#### Pasaje seleccionado ####

Los tres estilos de comunicación: Pasivo, Agresivo y Asertivo
Identificando Nuestro Rol en el "Escenario" de la Comunicación
Para mejorar nuestra forma de interactuar, el primer paso es tomar conciencia de cuál es nuestro estilo de comunicación predominante.
Existen tres modos fundamentales de comunicarnos: el pasivo (o inhibido), el agresivo y el asertivo.
Una forma muy visual de entenderlos es imaginar el mundo que nos rodea como un gran escenario.
La manera en que nos posicionamos en este escenario —si nos quedamos al margen, si lo ocupamos en solitario o si lo compartimos— define nuestro estilo comunicativo.
Aunque podemos alternar entre estilos según la situación, generalmente tendemos hacia uno de ellos.
Reconocer nuestro patrón habitual es crucial, ya que nos da las pistas necesarias para identificar nuestras dificultades y comenzar a trabajar en una comunicación más equilibrada y efectiva.
El Estilo Pasivo y el Estilo Agresivo: Los Extremos del Escenario
El estilo de comunicación pasivo se caracteriza por la sumisión y la evitación. La persona con este estilo no expresa sus verdaderos sentimientos, pensamientos u opiniones.
Actúa como si fuera inferior a los demás y solo tiene en cuenta los derechos ajenos, ignorando los propios.
En la analogía del escenario, estas personas se quedan entre el público, como meros observadores de la vida, cediendo todo el protagonismo a los demás sin atreverse a subir. Se "tragan" lo que sienten y se retraen, lo que a menudo genera frustración interna.
En el extremo opuesto se encuentra el estilo de comunicación agresivo. Quienes lo utilizan sí expresan sus sentimientos y pensamientos, pero lo hacen de una forma que no respeta a los demás, llegando a herir o humillar.
Confunden ser asertivo con ser agresivo y consideran únicamente sus propios derechos, ignorando los de su interlocutor.
En el escenario de la vida, son aquellos que suben y no dejan que nadie más lo haga. Dedican su energía a luchar y a mantenerse a la defensiva para conservar el escenario en exclusiva para ellos.
El Estilo Asertivo: El Equilibrio en la Interacción
El estilo de comunicación asertivo representa el equilibrio ideal. Una persona asertiva es capaz de expresar directamente sus sentimientos, pensamientos e ideas, pero lo hace sin amenazar, manipular o faltar al respeto a los demás.

#### Datos mostrados ####

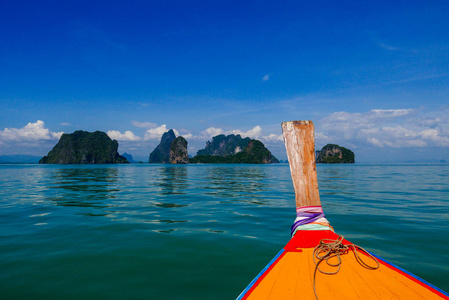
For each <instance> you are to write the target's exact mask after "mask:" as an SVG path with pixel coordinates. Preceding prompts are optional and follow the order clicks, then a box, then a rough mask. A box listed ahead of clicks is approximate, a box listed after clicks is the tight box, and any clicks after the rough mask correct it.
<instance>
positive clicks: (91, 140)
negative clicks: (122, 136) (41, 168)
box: [39, 130, 128, 164]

####

> Instrucción de trabajo:
Prosigue con el texto sobre los tres estilos de comunicación a partir de su última oración. Los registros no intervienen en esto.

> Resultado:
Este estilo se basa en la creencia de que todos tienen derecho a estar en el "escenario" de la vida; la persona asertiva sube, pero también invita y da la bienvenida a que los demás lo hagan.
La asertividad es la habilidad de defendernos de manera positiva, expresando nuestras ideas y necesidades mientras tenemos en cuenta tanto nuestros sentimientos como los de la otra persona.
Implica respetar nuestros propios derechos y, al mismo tiempo, los derechos de los demás, compartamos o no sus puntos de vista.
En definitiva, es el camino para comunicarnos de forma honesta y respetuosa, sin caer en la sumisión del estilo pasivo ni en la hostilidad del estilo agresivo.
Resumen
Para mejorar nuestra forma de interactuar, el primer paso es tomar conciencia de nuestro estilo de comunicación predominante. Existen tres modos fundamentales: el pasivo (o inhibido), el agresivo y el asertivo.
El estilo pasivo se caracteriza por la sumisión y la evitación, ignorando los propios derechos. En el extremo opuesto se encuentra el estilo agresivo, que sí expresa sentimientos pero sin respetar a los demás.
El estilo asertivo representa el equilibrio ideal, permitiendo expresar directamente sentimientos, pensamientos e ideas sin amenazar ni faltar al respeto. Se basa en el respeto tanto de los derechos propios como de los ajenos.